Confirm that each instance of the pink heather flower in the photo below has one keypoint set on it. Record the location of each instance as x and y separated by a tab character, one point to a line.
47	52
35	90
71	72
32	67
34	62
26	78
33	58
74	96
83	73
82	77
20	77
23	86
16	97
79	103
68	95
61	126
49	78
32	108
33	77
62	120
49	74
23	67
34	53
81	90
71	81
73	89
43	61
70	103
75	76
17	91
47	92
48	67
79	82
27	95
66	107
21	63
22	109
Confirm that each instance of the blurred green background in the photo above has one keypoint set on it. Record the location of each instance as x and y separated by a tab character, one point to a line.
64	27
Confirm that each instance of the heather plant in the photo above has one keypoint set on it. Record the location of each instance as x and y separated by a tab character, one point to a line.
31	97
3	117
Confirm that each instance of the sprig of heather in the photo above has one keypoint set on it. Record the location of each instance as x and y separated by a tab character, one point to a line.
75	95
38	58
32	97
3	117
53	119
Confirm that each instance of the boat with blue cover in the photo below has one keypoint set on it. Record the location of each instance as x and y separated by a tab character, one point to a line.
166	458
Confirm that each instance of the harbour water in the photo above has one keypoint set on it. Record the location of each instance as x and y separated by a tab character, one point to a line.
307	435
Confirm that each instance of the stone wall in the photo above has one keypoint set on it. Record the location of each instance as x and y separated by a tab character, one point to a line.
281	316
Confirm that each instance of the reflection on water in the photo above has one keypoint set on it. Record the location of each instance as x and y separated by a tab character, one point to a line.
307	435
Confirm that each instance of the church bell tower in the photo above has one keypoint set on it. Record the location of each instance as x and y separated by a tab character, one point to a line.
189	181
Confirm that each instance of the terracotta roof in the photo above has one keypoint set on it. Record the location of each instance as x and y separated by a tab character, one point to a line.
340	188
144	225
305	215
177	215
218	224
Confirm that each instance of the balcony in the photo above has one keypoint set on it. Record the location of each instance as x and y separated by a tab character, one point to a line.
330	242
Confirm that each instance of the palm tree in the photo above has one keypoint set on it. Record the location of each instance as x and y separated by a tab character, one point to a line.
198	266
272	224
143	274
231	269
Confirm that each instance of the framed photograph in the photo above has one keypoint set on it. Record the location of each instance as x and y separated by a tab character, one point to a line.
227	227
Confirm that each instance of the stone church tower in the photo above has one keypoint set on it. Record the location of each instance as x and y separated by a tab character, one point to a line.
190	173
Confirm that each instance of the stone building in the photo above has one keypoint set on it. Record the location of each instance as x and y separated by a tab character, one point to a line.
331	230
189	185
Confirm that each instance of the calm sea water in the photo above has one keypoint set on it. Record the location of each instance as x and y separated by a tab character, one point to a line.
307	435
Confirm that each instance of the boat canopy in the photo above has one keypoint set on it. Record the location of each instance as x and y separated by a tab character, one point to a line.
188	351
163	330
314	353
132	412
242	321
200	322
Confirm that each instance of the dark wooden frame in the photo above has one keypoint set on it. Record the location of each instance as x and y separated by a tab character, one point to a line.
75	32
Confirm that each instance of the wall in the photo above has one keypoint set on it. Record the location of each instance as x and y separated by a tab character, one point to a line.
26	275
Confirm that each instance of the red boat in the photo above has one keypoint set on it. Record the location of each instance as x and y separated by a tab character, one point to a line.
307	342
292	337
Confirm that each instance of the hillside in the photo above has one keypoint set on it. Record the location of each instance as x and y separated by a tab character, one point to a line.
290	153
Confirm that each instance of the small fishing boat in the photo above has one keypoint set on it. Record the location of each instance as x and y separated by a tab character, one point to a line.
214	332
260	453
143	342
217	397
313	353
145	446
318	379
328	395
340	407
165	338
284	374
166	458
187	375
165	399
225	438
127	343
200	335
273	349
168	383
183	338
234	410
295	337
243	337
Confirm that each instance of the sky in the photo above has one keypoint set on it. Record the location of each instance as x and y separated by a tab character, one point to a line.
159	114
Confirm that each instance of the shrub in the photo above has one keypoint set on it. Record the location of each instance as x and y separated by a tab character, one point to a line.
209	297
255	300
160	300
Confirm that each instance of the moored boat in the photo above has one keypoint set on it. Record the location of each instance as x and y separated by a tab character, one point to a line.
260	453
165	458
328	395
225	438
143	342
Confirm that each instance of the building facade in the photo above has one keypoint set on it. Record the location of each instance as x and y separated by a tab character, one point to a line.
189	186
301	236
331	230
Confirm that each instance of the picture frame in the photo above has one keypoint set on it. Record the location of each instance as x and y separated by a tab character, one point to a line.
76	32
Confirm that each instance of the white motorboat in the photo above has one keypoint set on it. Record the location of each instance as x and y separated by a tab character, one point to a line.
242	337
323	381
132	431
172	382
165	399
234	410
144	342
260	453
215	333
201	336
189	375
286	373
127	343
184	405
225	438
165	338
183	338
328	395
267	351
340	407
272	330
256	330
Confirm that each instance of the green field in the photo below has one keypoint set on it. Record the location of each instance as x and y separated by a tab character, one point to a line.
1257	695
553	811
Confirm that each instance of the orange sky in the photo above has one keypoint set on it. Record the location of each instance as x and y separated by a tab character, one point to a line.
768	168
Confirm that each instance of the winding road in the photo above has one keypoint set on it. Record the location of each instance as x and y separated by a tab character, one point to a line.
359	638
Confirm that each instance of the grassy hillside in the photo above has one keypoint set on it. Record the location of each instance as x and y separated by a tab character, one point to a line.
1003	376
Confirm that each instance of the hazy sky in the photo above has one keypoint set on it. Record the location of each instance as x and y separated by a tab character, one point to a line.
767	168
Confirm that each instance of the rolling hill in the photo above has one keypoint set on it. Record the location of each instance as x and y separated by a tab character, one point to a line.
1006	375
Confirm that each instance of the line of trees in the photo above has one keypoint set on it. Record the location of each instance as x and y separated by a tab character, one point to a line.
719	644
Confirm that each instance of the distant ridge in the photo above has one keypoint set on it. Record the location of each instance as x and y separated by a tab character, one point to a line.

▶ **PROMPT**
Reproduce the data above in full, swapping every "keypoint" for "marker" and keeping everything else the same.

▶ **CORRECT RESULT**
Confirm that each instance of the pink heather flower in the photo below has one marker set on it. Record the location of each instance as x and y separated by a tab character, one point to a line.
47	52
35	90
71	72
32	67
34	62
26	78
33	58
74	96
83	73
82	77
20	77
23	86
16	97
79	103
68	95
61	126
49	78
32	108
33	77
62	120
49	74
23	67
34	53
81	90
71	81
73	89
43	61
70	103
75	76
17	91
47	92
48	67
79	82
27	95
66	107
21	63
22	109
Confirm that each instance of the blurred green background in the photo above has one marker set on it. Record the location of each instance as x and y separated by a tab character, one point to a line.
64	27
Confirm that each instance of the heather plant in the photo above has one marker set on it. Record the location of each instance as x and y separated by a tab character, one point to a line.
31	97
3	117
Confirm that each instance of the sprig of heather in the photo above has one marker set on it. Record the location of each instance as x and y separated by a tab character, one point to a line.
75	95
38	58
32	97
3	117
53	119
Confirm that each instance of the boat with blue cover in the photo below has one marker set on it. Record the location of each instance as x and y separated by a tab character, one point to a line.
166	458
Confirm that each instance of the harbour water in the photo above has one marker set on it. Record the location of each instance as x and y separated by a tab character, one point to a line.
307	435
Confirm that each instance of the stone wall in the photo above has one marker set on it. Record the location of each instance as x and y separated by a tab character, one point to a line.
281	316
Confirm that each instance of the reflection on water in the photo above has one marker set on it. Record the location of each instance as x and y separated by a tab character, one point to a line.
307	435
Confirm that each instance of the church bell tower in the photo above has one marker set on it. Record the location of each instance as x and y separated by a tab character, one point to a line.
189	181
Confirm that each instance of the terracotta roof in the photo above has one marker set on it. Record the location of each instance as x and y separated by a tab character, one point to a line.
340	188
144	225
305	215
177	215
218	224
Confirm that each instance of the balcony in the photo above has one marker set on it. Record the location of each instance as x and y separated by a tab character, one point to a line.
330	242
Confirm that each instance of the palm tree in the photo above has one marker set on it. Record the location of each instance as x and y separated by a tab character, one point to a line.
198	266
272	224
143	274
231	269
Confirm that each instance of the framed photograph in the photo above has one marker set on it. Record the location of each instance as x and y separated by a tab character, one point to a line.
227	227
Confirm that each instance of the stone church tower in the photo above has one marker set on it. Record the location of each instance as x and y separated by a tab character, one point to a line.
190	173
Confirm that each instance of the stone building in the photo above has one marker set on it. Record the location of each instance as x and y separated by a tab character, one point to a line.
331	230
189	185
Confirm that each instance of the calm sea water in the photo above has one marker set on it. Record the location of each instance as x and y separated by a tab character, one point to a line.
307	435
Confirm that each instance of the boat canopy in the photo above has one marker set on it. Record the location of each instance as x and y separated by a tab character, one point to a line.
188	351
163	330
314	353
132	412
242	321
200	322
Confirm that each instance of the dark wooden frame in the photo above has one marker set on it. Record the location of each instance as x and y separated by a tab character, one point to a line.
75	32
Confirm that each instance of the wall in the photo above has one marker set on it. Record the location of each instance as x and y separated by a tab character, one point to a line.
26	275
Confirm that each instance of the red boat in the photo above has one marker set on it. Record the location of each instance as x and y separated by a tab character, one point to a line.
307	342
292	337
Confirm that each instance of the hillside in the photo above has one marker set on it. Record the location of each instance as x and y separated by a tab character, one point to a line.
290	153
Confirm that each instance of the small fishing boat in the photo above has one marker set on it. Record the location of each instance as x and y separated by a tab character, one point to a line.
214	332
260	453
143	342
217	397
313	353
145	446
318	379
328	395
340	407
165	338
284	374
166	458
187	375
165	399
225	438
127	343
200	335
273	349
168	383
183	338
234	410
295	337
243	337
Confirm that each instance of the sky in the photo above has one marker set on it. Record the location of each instance as x and y separated by a tab character, one point to a line.
159	114
Confirm that each instance of the shrub in the photo above has one marker set on it. Record the location of each instance as x and y separated by a tab character, one point to a line.
209	297
255	300
160	300
Confirm that each instance of the moored boat in the photo above has one marker set on it. Record the location of each instance as x and y separated by a tab character, one point to a line.
260	453
165	458
328	395
225	438
143	342
Confirm that each instance of the building facade in the photo above has one marker set on it. Record the location of each instance as x and y separated by a tab character, one point to a line.
189	186
301	236
331	230
Confirm that each instance of the picture frame in the photo above has one marker set on it. Record the location of each instance as x and y separated by a tab character, one point to a line.
76	32
Confirm that each instance of the white motorboat in the photo above has one marker set on it. Record the location of each instance as x and y separated by a tab character, one point to a line.
242	337
323	381
132	431
172	382
165	399
234	410
144	342
260	453
215	333
201	336
189	375
286	373
127	343
184	405
225	438
165	338
183	338
328	395
267	351
340	407
272	330
256	330
Confirm that each instance of the green field in the photo below has one marker set on it. Record the location of each instance as x and y separated by a tab character, one point to a line.
1257	695
553	811
Confirm that each instance of the orange sky in the photo above has one marker set on it. Record the location of each instance as x and y separated by a tab character, one point to a line.
768	168
Confirm that each instance of the winding road in the photo above has one marker set on it. Record the location of each instance as x and y separated by a tab character, one point to a line.
359	638
Confirm that each instance of the grassy hillside in the photo above has one marker set on it. Record the location of each instance as x and y separated by a tab character, one point to a line.
1003	376
Confirm that each instance of the hazy sky in the photo above has one marker set on it. Record the location of each instance as x and y separated by a tab character, one point to a line.
767	168
Confirm that each instance of the rolling hill in the photo above has one marker set on it. Record the location of each instance as x and y separated by a tab character, one point to a line.
1006	375
Confirm that each instance of the line of trees in the photo above has one marker set on it. Record the location of each instance as x and y separated by a tab character, one point to a line.
719	644
Confirm that each instance of the distant ridge in the photo above has one marker set on it. Record the location of each instance as x and y separated by a tab character, one point to a line.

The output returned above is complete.